DIRECTIVE: Turn the records into a JSON list of strings, one string per line and no blank lines. Start at the line that has "the ambulance emergency", go through the last line of the records, and leave out the pictures.

GIVEN ENTRIES:

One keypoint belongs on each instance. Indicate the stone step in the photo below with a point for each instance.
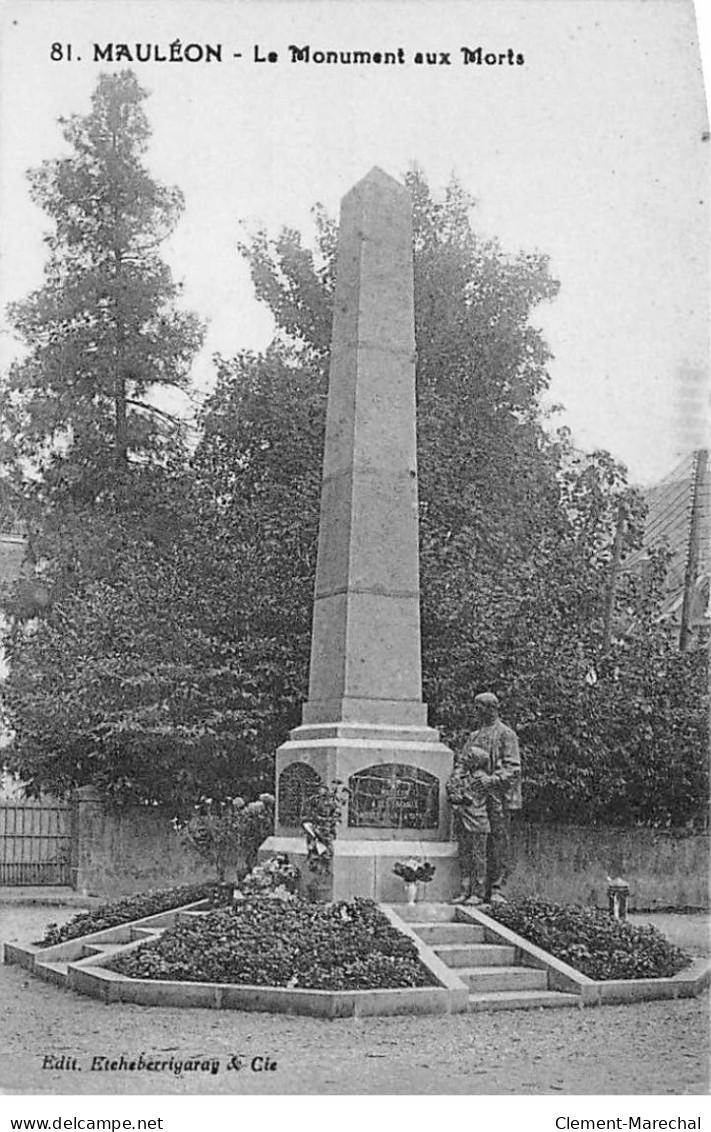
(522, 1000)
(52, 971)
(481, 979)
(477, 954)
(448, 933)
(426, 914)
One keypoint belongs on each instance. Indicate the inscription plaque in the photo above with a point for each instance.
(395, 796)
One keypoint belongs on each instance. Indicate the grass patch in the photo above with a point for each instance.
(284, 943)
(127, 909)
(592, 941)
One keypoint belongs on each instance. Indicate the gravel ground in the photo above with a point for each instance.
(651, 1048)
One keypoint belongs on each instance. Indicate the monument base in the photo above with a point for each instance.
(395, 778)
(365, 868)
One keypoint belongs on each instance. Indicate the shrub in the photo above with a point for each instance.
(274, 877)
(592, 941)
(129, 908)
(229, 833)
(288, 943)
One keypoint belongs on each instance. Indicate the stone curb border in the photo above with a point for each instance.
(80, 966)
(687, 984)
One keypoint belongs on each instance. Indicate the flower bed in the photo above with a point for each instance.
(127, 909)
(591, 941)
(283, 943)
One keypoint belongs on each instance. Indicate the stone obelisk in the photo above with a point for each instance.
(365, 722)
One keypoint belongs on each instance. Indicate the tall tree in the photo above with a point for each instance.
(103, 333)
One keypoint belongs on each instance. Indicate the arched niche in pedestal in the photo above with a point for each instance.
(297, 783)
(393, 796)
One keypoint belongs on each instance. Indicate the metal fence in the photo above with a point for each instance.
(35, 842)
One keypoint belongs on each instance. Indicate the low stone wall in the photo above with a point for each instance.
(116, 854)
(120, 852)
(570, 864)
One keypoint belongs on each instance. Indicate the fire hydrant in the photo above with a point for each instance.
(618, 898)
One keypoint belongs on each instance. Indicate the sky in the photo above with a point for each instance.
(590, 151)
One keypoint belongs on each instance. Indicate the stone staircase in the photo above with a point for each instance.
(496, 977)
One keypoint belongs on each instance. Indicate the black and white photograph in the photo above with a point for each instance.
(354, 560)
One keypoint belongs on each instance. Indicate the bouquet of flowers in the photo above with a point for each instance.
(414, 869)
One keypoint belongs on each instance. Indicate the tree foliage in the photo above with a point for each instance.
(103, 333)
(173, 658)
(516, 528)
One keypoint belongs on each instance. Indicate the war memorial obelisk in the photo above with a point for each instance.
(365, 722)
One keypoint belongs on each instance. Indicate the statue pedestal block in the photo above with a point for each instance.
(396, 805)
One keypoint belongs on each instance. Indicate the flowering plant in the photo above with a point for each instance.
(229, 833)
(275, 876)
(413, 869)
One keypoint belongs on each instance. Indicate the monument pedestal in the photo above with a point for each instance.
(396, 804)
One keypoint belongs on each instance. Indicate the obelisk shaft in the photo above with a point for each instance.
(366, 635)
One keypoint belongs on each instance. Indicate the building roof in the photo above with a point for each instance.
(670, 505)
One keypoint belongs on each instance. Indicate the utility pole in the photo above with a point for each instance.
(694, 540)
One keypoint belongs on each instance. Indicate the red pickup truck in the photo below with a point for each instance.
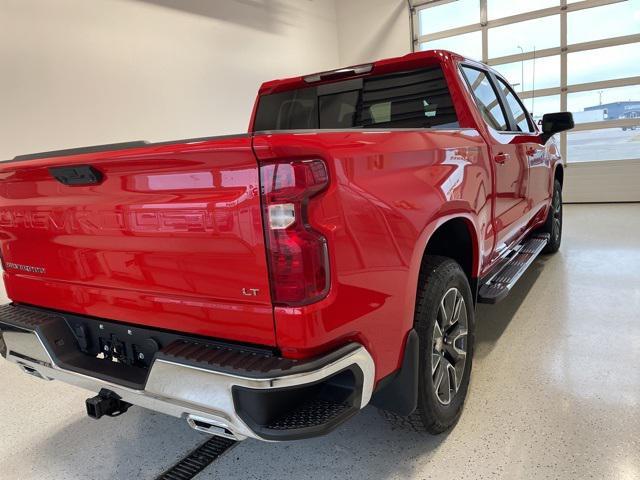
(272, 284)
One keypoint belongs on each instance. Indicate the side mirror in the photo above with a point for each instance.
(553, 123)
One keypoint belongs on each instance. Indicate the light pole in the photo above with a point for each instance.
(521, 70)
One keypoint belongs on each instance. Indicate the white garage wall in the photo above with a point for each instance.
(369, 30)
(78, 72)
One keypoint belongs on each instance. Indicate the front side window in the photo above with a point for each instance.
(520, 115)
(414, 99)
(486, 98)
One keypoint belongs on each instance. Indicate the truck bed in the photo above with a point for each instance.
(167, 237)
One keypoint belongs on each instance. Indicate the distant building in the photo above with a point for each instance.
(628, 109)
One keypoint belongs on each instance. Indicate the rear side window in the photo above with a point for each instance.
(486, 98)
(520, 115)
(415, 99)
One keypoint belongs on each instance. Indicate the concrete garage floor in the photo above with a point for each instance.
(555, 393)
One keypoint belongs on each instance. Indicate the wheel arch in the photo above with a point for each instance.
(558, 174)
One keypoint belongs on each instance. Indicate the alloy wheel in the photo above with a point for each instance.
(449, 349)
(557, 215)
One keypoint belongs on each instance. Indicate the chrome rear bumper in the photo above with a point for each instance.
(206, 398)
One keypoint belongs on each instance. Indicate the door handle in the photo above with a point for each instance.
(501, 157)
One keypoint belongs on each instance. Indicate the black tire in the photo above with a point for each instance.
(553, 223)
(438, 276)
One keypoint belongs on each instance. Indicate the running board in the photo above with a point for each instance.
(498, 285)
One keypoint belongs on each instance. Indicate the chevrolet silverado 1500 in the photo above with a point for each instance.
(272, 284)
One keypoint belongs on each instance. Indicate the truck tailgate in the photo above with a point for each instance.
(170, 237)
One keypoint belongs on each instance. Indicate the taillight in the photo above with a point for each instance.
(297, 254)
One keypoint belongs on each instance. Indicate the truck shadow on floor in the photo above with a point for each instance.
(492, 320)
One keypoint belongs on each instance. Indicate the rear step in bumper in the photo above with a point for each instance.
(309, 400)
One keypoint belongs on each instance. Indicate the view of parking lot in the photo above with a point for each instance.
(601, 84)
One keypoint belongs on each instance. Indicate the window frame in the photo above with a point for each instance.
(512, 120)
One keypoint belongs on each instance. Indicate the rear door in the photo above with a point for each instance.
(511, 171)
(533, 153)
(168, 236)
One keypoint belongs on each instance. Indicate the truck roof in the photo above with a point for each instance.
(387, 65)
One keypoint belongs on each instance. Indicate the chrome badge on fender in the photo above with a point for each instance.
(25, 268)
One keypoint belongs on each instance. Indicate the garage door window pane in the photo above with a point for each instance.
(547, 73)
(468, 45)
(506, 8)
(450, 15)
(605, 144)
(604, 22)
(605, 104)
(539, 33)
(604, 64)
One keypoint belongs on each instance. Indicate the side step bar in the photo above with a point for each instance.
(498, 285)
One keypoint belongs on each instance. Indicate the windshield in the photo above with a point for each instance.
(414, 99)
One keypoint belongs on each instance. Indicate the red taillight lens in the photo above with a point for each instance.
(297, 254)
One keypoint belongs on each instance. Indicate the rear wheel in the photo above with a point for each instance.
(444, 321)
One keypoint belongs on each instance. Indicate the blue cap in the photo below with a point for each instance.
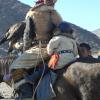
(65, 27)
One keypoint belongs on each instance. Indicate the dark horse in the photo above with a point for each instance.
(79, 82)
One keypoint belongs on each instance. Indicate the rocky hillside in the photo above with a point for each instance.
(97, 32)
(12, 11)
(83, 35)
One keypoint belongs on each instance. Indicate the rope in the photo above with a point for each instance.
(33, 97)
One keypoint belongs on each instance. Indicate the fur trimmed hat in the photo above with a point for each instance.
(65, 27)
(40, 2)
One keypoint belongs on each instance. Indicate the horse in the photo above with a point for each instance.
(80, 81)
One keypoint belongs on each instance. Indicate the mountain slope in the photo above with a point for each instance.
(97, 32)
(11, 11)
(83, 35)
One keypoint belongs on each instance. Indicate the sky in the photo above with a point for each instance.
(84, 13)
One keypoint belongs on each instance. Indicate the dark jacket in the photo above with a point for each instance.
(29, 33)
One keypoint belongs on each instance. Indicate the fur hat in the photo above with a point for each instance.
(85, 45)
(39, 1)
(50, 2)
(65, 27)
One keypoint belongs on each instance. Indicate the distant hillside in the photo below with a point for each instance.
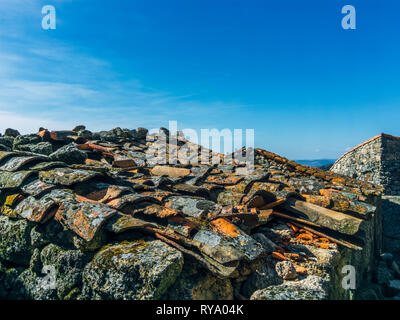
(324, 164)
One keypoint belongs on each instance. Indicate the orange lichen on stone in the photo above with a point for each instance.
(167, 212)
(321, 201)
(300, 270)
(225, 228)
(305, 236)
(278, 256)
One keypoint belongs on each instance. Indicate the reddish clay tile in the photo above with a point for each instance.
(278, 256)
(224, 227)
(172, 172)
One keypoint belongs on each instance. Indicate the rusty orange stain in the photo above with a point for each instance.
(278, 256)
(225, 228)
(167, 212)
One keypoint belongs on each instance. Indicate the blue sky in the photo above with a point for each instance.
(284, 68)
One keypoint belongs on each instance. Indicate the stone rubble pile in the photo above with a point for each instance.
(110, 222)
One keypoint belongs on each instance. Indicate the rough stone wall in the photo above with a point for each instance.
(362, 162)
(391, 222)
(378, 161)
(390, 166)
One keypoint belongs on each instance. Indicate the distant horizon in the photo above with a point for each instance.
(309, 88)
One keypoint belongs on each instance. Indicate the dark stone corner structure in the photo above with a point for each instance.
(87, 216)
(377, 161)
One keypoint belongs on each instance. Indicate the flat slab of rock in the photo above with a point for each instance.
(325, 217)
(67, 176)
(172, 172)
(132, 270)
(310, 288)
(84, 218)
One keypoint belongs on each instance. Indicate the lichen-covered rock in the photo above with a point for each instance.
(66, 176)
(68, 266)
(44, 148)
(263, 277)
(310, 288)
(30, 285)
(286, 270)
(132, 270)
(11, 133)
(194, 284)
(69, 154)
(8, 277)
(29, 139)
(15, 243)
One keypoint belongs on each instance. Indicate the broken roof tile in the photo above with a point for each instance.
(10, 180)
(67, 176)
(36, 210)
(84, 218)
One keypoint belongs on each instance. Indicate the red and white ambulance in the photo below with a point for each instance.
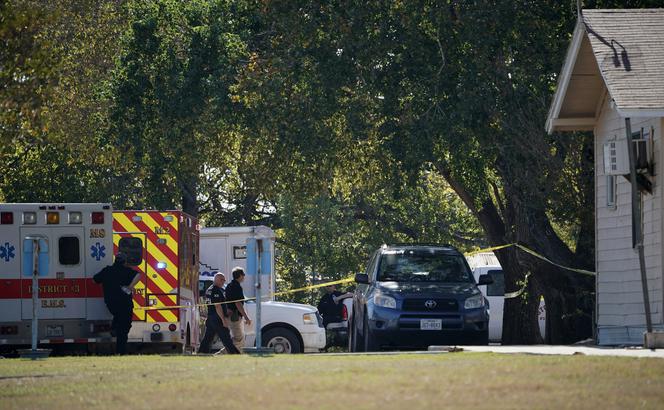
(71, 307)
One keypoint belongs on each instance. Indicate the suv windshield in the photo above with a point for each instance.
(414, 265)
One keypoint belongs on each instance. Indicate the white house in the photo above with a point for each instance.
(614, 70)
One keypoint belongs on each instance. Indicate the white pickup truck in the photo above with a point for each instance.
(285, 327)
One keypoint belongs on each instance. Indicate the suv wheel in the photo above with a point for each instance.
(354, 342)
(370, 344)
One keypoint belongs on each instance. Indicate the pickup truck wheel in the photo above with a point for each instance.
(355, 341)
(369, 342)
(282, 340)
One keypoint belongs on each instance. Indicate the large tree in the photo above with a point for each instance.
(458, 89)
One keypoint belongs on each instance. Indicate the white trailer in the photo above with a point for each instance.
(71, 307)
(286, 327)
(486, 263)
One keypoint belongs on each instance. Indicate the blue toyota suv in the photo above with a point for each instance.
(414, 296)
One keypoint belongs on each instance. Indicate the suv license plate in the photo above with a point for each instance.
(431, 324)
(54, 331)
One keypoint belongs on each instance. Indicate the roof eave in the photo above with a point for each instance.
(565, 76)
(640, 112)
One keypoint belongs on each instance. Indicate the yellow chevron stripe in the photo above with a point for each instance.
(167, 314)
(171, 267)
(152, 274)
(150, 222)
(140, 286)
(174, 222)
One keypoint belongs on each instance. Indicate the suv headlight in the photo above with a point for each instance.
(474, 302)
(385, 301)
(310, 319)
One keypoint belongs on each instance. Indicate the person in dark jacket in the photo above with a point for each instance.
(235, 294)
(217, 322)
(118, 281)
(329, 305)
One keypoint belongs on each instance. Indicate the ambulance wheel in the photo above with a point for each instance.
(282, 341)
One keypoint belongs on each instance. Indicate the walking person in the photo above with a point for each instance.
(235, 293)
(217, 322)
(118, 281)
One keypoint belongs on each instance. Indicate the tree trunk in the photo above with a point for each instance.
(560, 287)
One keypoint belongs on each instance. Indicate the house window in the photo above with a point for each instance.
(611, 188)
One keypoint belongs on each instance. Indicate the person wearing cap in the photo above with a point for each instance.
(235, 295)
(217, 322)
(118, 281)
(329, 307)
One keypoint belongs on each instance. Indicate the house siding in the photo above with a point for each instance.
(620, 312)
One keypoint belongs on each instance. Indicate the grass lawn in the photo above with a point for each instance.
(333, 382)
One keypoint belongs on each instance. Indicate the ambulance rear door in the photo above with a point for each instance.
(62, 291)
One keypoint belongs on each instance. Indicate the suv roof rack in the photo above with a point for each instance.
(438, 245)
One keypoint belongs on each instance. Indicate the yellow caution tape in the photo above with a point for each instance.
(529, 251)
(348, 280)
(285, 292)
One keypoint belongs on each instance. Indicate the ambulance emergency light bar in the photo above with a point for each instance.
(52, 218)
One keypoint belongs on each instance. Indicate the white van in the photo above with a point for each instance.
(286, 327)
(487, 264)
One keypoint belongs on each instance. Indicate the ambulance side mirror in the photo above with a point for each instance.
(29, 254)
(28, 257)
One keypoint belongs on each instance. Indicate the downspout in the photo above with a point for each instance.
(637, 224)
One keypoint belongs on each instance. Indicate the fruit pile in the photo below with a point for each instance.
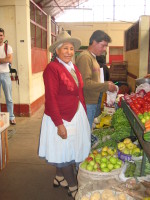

EXERCISE RESULT:
[
  "One keypoint belongs on each instance. Indicate the ambulance emergency light bar in the photo above with a point for each instance.",
  "(52, 218)",
  "One keypoint belongs on each instance. Indicate the white van in the photo above with a point for each instance.",
  "(286, 327)",
  "(487, 264)",
  "One keypoint belongs on each instance. Indicate the ambulance side mirror in the photo above with a point for each instance.",
  "(29, 254)",
  "(28, 257)",
  "One keypoint belongs on each instance. Indicate the downspout in the photo above with a point for each instance.",
  "(637, 224)",
  "One keypoint belongs on each instance. Indicate the fruit pile in the photo below with a point for each instance."
]